◆ Task directions ◆
Exactly the lines below from the one with "Check that every instance of the reflection" up to and including the one with "[[444, 486], [516, 795], [177, 411], [49, 63]]" make up the answer, with nothing else added.

--

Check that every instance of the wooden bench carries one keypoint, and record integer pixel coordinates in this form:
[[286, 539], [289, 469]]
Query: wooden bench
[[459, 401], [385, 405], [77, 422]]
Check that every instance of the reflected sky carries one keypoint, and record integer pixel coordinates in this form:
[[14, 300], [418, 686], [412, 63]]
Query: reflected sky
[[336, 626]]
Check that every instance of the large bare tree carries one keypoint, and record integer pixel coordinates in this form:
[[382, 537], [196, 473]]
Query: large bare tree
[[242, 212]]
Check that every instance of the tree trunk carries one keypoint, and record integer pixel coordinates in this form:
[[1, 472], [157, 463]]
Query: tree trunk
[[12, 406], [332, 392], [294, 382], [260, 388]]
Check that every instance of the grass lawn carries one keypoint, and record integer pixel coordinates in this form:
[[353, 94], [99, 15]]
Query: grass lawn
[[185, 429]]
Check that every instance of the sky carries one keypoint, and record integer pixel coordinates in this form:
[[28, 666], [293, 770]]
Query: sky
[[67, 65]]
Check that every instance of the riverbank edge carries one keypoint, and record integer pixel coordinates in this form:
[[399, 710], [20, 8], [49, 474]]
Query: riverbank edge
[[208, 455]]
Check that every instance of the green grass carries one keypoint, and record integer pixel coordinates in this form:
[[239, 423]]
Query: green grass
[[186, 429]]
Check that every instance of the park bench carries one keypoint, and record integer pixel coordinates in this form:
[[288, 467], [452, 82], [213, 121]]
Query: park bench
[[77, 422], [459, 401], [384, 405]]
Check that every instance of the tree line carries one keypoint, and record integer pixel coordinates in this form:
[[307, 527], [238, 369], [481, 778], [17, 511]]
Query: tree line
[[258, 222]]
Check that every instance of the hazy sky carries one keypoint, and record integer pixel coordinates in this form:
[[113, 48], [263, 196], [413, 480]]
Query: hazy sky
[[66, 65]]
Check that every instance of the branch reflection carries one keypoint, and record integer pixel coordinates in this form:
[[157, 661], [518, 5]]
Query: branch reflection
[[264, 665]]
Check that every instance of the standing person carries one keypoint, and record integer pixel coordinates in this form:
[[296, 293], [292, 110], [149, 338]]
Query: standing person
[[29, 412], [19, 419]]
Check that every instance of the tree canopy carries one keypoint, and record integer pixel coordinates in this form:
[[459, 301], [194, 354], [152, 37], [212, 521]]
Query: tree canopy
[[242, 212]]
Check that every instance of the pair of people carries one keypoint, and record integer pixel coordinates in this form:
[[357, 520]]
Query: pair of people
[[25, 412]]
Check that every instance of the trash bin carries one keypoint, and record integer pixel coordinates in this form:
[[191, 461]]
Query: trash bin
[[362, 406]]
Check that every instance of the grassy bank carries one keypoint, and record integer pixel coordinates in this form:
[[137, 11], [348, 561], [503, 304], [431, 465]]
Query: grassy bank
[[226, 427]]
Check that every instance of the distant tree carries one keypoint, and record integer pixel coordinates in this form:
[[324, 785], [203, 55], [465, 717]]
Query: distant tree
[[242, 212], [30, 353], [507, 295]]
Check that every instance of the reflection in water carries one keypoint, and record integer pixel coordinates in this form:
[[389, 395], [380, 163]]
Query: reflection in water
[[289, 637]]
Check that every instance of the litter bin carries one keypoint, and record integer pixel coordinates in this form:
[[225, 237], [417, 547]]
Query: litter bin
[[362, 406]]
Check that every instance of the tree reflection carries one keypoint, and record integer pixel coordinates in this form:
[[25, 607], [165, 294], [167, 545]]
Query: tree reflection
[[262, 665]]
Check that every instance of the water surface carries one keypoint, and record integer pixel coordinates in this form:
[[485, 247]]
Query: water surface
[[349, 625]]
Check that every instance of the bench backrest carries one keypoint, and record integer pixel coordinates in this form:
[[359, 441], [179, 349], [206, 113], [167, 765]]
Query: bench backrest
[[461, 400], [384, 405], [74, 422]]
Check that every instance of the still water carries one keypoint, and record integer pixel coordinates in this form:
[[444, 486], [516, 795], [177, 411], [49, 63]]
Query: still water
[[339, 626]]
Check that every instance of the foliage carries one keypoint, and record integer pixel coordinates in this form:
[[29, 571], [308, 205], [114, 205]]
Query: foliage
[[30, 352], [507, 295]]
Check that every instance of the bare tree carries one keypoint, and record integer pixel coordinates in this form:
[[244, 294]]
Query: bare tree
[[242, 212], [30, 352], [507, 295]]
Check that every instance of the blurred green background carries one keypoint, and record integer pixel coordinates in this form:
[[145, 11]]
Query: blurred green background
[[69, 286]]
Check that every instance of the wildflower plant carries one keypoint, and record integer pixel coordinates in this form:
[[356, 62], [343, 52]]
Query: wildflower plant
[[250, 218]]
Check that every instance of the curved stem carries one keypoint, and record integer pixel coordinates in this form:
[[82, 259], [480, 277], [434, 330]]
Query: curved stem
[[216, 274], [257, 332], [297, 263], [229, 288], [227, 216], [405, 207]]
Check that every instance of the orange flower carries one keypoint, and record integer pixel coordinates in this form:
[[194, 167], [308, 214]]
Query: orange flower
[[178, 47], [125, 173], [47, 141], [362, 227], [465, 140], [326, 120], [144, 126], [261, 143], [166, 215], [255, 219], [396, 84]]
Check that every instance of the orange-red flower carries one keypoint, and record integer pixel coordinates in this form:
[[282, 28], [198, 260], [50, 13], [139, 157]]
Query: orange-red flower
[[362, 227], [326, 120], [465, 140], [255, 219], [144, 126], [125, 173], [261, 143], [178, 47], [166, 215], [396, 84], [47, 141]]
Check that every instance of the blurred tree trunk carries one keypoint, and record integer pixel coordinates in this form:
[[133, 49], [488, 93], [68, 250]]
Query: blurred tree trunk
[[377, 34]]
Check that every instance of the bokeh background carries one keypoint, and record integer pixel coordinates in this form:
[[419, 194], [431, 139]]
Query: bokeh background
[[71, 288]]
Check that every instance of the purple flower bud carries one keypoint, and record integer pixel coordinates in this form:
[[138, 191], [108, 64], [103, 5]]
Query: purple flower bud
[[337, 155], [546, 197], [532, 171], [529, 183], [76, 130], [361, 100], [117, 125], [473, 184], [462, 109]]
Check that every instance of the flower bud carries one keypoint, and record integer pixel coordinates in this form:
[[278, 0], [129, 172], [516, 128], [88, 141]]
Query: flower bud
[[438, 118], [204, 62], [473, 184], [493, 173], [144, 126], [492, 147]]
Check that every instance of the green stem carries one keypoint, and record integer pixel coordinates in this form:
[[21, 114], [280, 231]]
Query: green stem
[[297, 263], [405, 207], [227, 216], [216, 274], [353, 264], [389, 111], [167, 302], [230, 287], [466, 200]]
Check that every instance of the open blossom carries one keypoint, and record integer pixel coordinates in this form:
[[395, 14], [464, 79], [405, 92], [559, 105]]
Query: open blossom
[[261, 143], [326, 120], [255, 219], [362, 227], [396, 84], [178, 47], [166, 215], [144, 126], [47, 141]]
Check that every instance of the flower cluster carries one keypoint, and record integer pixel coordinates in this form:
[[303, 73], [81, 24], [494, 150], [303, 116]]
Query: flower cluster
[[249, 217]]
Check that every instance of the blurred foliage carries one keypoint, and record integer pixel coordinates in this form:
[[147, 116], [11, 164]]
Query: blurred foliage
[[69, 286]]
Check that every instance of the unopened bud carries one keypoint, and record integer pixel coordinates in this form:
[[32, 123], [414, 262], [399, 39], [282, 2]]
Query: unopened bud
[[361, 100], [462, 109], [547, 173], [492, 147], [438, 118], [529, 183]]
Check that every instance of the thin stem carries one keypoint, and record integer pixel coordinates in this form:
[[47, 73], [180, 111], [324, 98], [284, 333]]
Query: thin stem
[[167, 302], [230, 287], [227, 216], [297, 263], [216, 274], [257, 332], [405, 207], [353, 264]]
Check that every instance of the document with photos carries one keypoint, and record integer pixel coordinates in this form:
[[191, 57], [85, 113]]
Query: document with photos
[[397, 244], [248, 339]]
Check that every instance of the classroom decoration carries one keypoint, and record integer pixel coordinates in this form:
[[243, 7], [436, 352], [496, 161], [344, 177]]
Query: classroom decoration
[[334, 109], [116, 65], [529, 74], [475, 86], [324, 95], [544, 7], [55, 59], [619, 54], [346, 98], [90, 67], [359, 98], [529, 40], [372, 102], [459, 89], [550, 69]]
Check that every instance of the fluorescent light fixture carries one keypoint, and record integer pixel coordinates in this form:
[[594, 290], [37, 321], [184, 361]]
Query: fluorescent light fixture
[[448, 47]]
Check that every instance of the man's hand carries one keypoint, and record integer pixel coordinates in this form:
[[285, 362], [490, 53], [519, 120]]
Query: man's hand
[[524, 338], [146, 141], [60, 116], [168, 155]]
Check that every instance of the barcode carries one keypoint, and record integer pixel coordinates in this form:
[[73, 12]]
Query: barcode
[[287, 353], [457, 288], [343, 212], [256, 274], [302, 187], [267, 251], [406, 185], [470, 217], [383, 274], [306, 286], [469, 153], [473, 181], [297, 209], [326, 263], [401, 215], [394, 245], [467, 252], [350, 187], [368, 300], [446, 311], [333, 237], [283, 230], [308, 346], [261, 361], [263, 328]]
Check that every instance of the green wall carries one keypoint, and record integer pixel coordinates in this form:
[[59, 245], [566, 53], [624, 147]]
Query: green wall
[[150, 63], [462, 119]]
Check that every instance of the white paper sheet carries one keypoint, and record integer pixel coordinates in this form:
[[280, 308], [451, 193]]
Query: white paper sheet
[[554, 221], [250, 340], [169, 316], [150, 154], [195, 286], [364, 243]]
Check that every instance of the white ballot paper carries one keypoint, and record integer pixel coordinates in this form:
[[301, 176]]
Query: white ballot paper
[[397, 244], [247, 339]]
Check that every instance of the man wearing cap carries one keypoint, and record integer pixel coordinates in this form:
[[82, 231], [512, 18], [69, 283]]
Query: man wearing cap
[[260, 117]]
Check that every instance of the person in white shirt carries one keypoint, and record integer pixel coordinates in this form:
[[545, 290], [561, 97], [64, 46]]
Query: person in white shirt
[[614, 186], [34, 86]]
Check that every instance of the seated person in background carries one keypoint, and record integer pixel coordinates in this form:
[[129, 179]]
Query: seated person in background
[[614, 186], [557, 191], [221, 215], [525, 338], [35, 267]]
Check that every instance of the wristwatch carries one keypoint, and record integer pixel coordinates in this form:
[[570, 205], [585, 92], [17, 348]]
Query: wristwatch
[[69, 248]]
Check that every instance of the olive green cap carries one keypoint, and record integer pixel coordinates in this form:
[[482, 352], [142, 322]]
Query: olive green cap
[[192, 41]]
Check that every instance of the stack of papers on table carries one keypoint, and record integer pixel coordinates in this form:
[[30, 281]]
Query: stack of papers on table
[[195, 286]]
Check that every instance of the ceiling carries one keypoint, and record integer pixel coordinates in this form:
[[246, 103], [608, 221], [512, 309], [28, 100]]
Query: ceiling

--

◆ Solution for this task ◆
Check that every instance of the reflection in water carries one keypoint, and record integer pixel coordinates in this form:
[[389, 395], [380, 163]]
Query: reflection in water
[[289, 637]]
Check that every instance of the litter bin carries one keypoint, and record integer pixel coordinates in this form:
[[225, 237], [417, 547]]
Query: litter bin
[[362, 406]]
Check that every instance of the tree reflection carries one keypoint, and record integer pixel coordinates in this form:
[[25, 607], [165, 294], [167, 545]]
Query: tree reflection
[[262, 665]]
Check that every instance of the water surface carries one keypoint, and record integer pixel coordinates in this form:
[[485, 247]]
Query: water surface
[[349, 625]]
Check that every instance of the bench backrest carries one keypoint, and record integer pixel coordinates in this form:
[[359, 441], [179, 349], [206, 113], [167, 765]]
Query: bench backrest
[[461, 400], [384, 405], [74, 422]]
Check that every instance of the still water carries one keypoint, and record integer pixel coordinates in this form:
[[444, 486], [516, 795], [177, 411], [49, 63]]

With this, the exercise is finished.